**Document section**
This episode features three fascinating companies navigating the intersection of AI, intellectual property, and innovation. First, Medium CEO Tony Stubblebine discusses the company's adoption of Really Simple Licensing (RSL), a new standard aimed at creating fair compensation for content creators whose work powers AI systems. (04:15) Medium has joined forces with Reddit, Yahoo, and other major platforms to collectively negotiate with AI companies, with all licensing revenue going directly back to writers. Next, Human Native CEO Dr. James Smith explains why his company pivoted away from building an AI content marketplace after discovering fundamental communication barriers between rights holders and AI companies. (27:57) Finally, Telo Trucks CEO Jason Marks showcases the MT1, an adorable mini electric truck designed specifically for urban environments that packs full truck capabilities into a footprint smaller than a Mini Cooper. (47:38)

**Records supplied**
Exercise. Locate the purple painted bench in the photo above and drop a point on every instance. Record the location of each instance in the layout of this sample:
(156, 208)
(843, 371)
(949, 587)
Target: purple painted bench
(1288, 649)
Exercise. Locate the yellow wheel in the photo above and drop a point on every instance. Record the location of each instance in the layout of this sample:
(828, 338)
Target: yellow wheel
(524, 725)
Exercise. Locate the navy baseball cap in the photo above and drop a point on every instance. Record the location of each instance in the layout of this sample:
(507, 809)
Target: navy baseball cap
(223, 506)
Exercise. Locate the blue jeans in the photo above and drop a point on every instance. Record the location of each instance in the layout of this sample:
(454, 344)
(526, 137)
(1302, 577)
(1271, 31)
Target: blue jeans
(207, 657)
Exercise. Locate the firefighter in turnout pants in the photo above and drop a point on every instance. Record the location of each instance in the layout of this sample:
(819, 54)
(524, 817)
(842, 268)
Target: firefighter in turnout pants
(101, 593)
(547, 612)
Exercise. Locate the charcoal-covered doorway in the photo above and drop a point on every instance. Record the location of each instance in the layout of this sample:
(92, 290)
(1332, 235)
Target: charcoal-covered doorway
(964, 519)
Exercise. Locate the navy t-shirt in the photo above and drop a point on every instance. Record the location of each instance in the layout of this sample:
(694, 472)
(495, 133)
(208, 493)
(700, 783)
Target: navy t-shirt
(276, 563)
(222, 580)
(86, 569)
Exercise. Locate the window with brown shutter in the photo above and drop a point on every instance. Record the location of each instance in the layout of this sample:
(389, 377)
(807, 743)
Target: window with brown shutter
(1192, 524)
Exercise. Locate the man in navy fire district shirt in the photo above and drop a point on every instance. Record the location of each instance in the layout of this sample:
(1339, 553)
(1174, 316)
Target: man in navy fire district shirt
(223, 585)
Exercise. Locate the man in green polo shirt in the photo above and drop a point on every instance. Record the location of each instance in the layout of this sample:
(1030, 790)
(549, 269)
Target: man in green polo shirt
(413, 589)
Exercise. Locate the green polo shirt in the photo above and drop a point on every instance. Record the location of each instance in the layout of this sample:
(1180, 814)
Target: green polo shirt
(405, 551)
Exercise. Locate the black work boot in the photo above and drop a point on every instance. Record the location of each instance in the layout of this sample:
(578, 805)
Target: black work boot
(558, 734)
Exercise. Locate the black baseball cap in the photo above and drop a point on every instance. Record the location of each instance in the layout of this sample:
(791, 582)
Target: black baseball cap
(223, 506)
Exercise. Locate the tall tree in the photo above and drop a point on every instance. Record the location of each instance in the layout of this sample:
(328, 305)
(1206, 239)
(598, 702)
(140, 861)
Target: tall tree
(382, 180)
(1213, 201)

**The task**
According to the episode description, which new standard has Medium adopted?

**Answer below**
Really Simple Licensing (RSL)